• **Provided text**:
Re: [PR] fix(scheduler): chunk asset queries to prevent large SQL IN clause pe… [airflow]

via GitHub Mon, 09 Feb 2026 23:18:19 -0800


Nataneljpwd commented on code in PR #61680:
URL: https://github.com/apache/airflow/pull/61680#discussion_r2786139185



##########
airflow-core/src/airflow/dag_processing/collection.py:
##########
@@ -713,18 +728,33 @@ def _find_all_asset_aliases(dags: 
Iterable[LazyDeserializedDAG]) -> Iterator[Ser
 
 
 def _find_active_assets(name_uri_assets: Iterable[tuple[str, str]], session: 
Session) -> set[tuple[str, str]]:
-    return {
-        (str(row[0]), str(row[1]))

• **Material**:

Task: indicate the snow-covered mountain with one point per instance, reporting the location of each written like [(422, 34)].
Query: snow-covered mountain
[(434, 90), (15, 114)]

• **Parts of the exercise**:
- 1) List the numbers in the pull request comment's line that begins with "@@".
- 2) In the pull request comment, which file does the commented code belong to?
- 3) Resume the pull request comment from where it stops.

• **Answers to the problems**:
- 1) 713, 18, 728, 33

- 2) airflow-core/src/airflow/dag_processing/collection.py

- 3)
-        for row in session.execute(
-            select(AssetModel.name, AssetModel.uri).where(
-                tuple_(AssetModel.name, AssetModel.uri).in_(name_uri_assets),
-                AssetModel.active.has(),
-                AssetModel.scheduled_dags.any(
-                    DagScheduleAssetReference.dag.has(~DagModel.is_stale & 
~DagModel.is_paused)
-                ),
+    # Convert to list for chunking to avoid large IN clauses
+    name_uri_list = list(name_uri_assets)
+    if not name_uri_list:
+        return set()
+
+    log.debug(
+        "Finding active assets with chunked queries: total_assets=%d",
+        len(name_uri_list),
+    )
+
+    results = set()
+    for chunk in _chunk_list(name_uri_list, chunk_size=300):

Review Comment:
   Why pass a chunk size if it is already 300 by default?



##########
airflow-core/tests/unit/dag_processing/test_collection.py:
##########
@@ -228,6 +230,176 @@ def test_change_asset_alias_property_sync_group(self, 
dag_maker, session):
         assert len(orm_aliases) == 1
         assert next(iter(orm_aliases.values())).group == "new_group"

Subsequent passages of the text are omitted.